-- Supplied text --

We’ve seen millions of dollars of private investment in new and expanded factories and equipment in the past four years. One example? Creative Food Ingredients - our progressive, meticulous and delicious-smelling cookie (ingredient) factory - is in the midst of its second multi-million dollar facilities upgrade in the past 4 years; each has resulted in job opportunities that are largely filled locally. Newer businesses - such as East Hill Creamery and Silver Lake Brewing Project - have become regional models, hosting tours and inspiring the next generation of new enterprises.  Like our established businesses, they also benefit from loyal locals like you, who walk the walk when it comes to “shop locally”.  Plus, Perry broke through regionally via “destination tourism”-themed publicity, with multi-page spreads last summer in the Democrat & Chronicle and (585) Magazine.

This all isn’t just great news for jobs and the economic ripple effect. Let’s talk numbers. We’ve seen over $20 million of investment in properties over the past three years. The Village of Perry has led Wyoming County in the number of building permits issued, and in the total cost of construction. Increased demand from homebuyers have resulted in the median home sale price increasing 9% over one year ago, while the inventory of homes for sale has dropped 22%. 

Over the next 5, 10 and 15 years, it is investments like these that stabilize our tax base and allow us to maintain a high level of village services while lowering your tax rate. On that front - so far, so good: your village tax rate is 2% lower than it was 9 years ago,. By way of comparison, neighboring villages have seen their rates increase by 7%, 16%, 22% and 28% during that time. 

The village continues to invest in its infrastructure too. We are poised this spring to complete the latest $700,000 drainage improvement project, this time on South Main Street. These drainage projects not only keep basements from flooding. They also deal with serious interconnection problems between our stormwater collection system and our sanitary (wastewater) treatment plant. When stormwater finds its way to the plant, we waste resources treating it, and sometimes it overloads our capacity. 

To that end, we’re in the midst of a $7 million investment in our wastewater treatment plant. Phase I is almost complete and Phase II will happen over the next year or so. In 2016, we completed $1.4 million of work via the Main Street Improvement Project fixing drainage, replacing streetlights and sidewalks, creating a more accommodating pedestrian environment, and helping re-activate downtown’s traditional role as a civic and commercial center.  In 2017 we completed $200,000 of road paving and sidewalk repair/replacement,  hitting streets based on an updated condition survey. Sidewalk-wise, Covington, Leicester, Church, North and South Main were the main targets, along with neighbors who signed up for the village’s Sidewalk Express program. The village plans to allocate more funding towards paving and sidewalks in 2018.

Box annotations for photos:
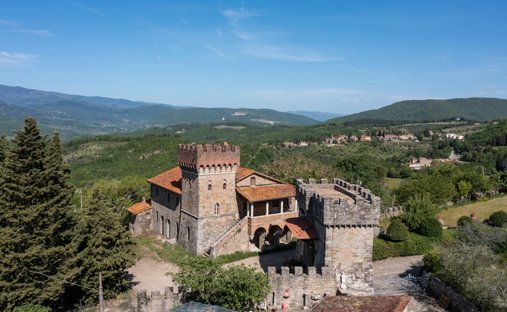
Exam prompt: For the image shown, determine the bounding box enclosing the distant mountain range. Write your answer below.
[0,85,318,140]
[331,98,507,123]
[287,111,345,121]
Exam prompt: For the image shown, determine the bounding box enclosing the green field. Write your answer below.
[438,196,507,226]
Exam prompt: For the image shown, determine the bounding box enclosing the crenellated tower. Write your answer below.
[178,143,240,254]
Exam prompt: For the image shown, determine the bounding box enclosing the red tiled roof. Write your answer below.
[236,167,255,181]
[148,166,181,194]
[285,217,319,239]
[127,202,151,215]
[312,296,410,312]
[236,183,296,203]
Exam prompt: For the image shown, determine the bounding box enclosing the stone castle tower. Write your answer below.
[178,143,240,254]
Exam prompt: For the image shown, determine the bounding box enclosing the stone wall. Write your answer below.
[151,184,181,239]
[324,226,374,272]
[266,267,337,310]
[104,287,181,312]
[129,209,153,236]
[210,217,250,257]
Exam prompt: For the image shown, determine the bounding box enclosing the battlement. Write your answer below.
[266,267,337,308]
[178,143,240,169]
[297,179,380,204]
[297,179,380,226]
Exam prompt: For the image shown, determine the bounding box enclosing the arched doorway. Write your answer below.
[166,219,175,239]
[266,225,283,246]
[253,227,267,250]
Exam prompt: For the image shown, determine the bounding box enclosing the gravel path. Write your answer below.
[128,247,178,293]
[129,248,445,312]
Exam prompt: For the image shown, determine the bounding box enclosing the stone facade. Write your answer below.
[129,209,153,236]
[266,267,337,308]
[141,144,296,255]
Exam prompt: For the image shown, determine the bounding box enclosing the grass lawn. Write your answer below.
[438,196,507,226]
[136,237,296,266]
[384,178,403,190]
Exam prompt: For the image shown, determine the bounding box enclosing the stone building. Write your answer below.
[266,179,380,308]
[128,198,152,236]
[128,143,298,256]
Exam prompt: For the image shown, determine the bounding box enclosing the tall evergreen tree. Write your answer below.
[0,118,72,311]
[71,191,135,303]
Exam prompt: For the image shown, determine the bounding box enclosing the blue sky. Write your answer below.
[0,0,507,113]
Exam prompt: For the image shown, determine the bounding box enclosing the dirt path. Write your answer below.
[128,246,178,293]
[129,247,445,312]
[373,256,445,312]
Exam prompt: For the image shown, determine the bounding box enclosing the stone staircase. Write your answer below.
[204,216,248,257]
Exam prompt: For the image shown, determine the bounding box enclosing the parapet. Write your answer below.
[297,179,380,226]
[178,143,240,169]
[266,267,338,308]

-- Exercise --
Name every business the Village of Perry text mentions by name.

-- The output --
Creative Food Ingredients, East Hill Creamery, Silver Lake Brewing Project